WORK TASK:
Line filter on the word "pixels": copy each matching line from the entries.

SUPPLIED RECORDS below:

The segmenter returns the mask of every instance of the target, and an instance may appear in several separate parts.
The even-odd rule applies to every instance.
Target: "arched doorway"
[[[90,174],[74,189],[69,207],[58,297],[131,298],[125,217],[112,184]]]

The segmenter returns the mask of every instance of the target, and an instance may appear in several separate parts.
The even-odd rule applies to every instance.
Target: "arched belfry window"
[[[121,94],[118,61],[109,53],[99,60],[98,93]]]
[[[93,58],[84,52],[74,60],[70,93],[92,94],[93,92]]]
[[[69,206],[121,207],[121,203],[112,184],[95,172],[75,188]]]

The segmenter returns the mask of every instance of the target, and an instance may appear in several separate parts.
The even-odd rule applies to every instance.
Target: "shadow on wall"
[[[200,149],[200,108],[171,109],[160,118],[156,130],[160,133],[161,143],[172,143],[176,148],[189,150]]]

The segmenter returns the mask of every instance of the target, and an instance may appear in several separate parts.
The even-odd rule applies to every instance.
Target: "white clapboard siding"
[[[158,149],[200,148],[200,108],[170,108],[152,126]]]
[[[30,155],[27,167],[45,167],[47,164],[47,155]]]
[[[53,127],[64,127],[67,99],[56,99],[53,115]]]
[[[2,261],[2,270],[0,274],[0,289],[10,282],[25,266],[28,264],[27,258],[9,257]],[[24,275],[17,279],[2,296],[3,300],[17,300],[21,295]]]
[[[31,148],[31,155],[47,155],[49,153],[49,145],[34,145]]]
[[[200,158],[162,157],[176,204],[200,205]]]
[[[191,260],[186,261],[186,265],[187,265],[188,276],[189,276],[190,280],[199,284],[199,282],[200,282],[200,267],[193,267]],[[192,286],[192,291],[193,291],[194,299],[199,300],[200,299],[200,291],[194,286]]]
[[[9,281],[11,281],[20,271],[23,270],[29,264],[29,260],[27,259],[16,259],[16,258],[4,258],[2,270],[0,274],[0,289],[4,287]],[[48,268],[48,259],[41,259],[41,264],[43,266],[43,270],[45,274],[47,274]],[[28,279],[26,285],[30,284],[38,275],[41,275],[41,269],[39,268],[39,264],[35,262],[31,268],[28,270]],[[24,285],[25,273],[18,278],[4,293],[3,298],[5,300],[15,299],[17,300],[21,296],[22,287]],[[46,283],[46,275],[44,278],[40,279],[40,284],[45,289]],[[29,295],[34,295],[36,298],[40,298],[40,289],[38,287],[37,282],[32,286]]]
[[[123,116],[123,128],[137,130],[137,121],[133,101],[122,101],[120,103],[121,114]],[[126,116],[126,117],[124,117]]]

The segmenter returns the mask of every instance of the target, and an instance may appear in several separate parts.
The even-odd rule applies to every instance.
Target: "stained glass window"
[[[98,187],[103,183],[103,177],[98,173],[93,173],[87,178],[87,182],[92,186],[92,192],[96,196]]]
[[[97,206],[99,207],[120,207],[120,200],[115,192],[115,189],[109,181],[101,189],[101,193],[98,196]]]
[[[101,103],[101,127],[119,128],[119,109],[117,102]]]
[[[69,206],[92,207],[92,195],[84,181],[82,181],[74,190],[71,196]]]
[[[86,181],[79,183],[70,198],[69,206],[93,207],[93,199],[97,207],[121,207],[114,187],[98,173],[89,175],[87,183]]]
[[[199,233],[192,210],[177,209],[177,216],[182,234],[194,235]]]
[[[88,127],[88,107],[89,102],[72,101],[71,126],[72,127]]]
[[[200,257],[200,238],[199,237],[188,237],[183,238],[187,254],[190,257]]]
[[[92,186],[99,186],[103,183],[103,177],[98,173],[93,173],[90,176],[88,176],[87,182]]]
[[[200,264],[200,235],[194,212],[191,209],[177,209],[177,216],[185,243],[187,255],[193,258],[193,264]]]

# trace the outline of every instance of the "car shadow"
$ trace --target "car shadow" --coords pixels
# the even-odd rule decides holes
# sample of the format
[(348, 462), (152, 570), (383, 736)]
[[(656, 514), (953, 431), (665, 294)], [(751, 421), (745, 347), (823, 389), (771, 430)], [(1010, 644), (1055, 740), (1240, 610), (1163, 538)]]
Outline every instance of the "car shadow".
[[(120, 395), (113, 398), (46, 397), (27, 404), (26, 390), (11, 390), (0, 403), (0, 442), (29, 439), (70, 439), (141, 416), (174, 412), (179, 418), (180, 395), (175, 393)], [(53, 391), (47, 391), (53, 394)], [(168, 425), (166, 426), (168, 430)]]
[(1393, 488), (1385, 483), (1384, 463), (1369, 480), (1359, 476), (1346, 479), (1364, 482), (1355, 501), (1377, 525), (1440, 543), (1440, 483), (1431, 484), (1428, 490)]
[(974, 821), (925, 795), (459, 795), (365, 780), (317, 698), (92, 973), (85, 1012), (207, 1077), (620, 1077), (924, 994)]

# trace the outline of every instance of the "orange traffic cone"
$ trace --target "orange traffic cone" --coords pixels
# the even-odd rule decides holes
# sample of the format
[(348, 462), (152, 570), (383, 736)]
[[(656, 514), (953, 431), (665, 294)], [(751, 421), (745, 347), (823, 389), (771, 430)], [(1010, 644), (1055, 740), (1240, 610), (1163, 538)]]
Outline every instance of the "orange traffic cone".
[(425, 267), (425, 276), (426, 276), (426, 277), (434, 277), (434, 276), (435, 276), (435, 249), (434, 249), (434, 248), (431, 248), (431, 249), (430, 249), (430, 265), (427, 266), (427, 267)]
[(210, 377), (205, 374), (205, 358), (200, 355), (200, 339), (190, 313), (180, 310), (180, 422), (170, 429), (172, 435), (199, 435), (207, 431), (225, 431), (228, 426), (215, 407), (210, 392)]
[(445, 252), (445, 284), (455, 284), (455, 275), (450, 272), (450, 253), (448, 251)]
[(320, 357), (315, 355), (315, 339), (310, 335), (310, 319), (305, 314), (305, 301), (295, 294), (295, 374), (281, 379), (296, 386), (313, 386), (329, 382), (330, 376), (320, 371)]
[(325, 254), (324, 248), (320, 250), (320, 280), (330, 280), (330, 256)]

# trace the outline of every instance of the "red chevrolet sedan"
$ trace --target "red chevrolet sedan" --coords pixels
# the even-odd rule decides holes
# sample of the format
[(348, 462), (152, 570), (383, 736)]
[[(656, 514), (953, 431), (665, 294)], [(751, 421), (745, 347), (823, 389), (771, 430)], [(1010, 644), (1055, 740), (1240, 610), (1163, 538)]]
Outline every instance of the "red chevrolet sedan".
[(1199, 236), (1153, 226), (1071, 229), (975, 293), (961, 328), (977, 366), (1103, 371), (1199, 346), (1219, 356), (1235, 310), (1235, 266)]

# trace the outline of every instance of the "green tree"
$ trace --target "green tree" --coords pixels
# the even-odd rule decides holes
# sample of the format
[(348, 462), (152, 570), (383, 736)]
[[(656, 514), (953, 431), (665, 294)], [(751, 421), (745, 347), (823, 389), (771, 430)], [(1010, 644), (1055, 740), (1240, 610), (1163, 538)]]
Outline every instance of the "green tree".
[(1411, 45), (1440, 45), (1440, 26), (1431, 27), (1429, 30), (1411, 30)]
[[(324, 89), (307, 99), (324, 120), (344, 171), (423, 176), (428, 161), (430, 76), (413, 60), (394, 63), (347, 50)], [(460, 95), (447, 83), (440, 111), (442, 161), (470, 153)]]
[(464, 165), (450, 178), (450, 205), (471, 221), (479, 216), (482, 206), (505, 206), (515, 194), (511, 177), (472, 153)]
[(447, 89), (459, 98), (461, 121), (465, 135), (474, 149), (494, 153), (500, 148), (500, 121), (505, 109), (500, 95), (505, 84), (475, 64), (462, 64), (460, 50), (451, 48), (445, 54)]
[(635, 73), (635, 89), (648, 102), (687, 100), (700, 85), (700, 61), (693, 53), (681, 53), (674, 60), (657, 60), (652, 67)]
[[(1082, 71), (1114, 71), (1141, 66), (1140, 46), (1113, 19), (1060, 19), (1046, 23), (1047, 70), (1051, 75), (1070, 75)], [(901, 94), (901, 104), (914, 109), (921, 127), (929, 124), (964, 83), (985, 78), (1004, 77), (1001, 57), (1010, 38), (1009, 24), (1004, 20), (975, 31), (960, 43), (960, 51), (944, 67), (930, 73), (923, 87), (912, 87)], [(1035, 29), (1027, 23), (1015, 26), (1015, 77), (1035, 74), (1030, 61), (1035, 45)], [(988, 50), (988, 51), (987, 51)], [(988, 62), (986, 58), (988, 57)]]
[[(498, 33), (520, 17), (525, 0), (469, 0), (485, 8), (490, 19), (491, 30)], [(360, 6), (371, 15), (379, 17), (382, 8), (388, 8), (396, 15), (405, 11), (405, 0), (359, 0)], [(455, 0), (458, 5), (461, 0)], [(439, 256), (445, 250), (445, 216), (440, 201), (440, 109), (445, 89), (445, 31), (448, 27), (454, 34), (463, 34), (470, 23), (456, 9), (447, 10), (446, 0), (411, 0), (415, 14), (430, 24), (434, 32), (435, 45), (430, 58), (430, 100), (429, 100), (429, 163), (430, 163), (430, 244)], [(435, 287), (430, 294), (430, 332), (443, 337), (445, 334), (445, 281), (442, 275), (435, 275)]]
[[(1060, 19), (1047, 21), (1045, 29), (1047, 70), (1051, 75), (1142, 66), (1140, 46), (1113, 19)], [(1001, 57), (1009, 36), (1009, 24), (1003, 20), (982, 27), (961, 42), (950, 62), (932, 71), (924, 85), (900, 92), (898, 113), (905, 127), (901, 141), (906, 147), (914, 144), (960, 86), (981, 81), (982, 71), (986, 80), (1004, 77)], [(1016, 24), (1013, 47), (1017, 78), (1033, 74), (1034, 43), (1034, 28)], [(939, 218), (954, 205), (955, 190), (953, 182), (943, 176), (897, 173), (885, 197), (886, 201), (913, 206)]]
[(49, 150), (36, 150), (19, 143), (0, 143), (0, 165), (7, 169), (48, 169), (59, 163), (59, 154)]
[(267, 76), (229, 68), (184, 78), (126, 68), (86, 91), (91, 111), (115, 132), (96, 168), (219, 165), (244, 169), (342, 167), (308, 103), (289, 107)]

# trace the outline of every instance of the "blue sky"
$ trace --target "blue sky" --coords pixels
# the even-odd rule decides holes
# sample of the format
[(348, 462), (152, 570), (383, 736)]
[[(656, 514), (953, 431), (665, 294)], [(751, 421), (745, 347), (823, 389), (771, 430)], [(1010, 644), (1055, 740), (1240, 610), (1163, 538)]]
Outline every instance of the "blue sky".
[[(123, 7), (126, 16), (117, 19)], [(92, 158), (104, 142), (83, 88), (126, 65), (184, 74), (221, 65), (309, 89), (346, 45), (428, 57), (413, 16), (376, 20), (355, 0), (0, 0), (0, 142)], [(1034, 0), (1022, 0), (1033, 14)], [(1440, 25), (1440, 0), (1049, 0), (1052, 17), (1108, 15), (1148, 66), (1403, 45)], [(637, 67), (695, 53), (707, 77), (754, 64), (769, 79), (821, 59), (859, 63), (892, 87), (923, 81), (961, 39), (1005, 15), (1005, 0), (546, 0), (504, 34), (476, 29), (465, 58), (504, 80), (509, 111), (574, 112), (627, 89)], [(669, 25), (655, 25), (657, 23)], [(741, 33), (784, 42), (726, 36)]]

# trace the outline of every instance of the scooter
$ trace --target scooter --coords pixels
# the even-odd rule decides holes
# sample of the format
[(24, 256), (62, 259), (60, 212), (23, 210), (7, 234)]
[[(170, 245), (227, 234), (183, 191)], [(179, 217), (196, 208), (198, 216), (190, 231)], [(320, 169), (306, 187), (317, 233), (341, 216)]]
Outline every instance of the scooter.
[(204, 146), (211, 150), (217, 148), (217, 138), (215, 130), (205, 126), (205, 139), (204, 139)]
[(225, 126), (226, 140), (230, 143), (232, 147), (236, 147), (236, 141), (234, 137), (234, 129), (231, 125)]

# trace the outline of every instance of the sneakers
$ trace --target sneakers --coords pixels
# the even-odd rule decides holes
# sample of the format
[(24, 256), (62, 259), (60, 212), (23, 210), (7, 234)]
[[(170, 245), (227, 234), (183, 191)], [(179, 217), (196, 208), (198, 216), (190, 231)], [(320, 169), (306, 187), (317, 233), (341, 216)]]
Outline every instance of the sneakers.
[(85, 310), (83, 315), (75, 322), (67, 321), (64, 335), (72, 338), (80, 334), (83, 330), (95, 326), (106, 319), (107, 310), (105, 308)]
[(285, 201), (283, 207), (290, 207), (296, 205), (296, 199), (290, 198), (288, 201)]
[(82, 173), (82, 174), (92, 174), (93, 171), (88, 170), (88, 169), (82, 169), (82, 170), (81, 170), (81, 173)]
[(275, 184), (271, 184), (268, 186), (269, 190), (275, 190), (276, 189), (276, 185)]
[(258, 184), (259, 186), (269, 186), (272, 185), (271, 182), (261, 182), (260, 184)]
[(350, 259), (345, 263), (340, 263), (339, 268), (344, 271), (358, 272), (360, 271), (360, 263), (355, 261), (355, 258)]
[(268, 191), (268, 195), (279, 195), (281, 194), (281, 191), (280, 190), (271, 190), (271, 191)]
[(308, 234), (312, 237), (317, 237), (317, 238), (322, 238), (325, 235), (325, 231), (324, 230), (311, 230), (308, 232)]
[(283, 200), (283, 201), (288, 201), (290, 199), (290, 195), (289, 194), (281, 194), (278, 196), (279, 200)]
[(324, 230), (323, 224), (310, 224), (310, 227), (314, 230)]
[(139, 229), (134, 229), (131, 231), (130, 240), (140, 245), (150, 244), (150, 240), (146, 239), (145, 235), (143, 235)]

End of SUPPLIED RECORDS.

TASK ANSWER:
$ trace --target "car shadow" --coords pixels
$ trace --target "orange traffic cone" --coords pixels
$ trace --target "red chevrolet sedan" --coords pixels
$ trace --target "green tree" --coords pixels
$ trace --target "blue sky" --coords pixels
$ trace --target scooter --coords pixels
$ trace --target sneakers --coords pixels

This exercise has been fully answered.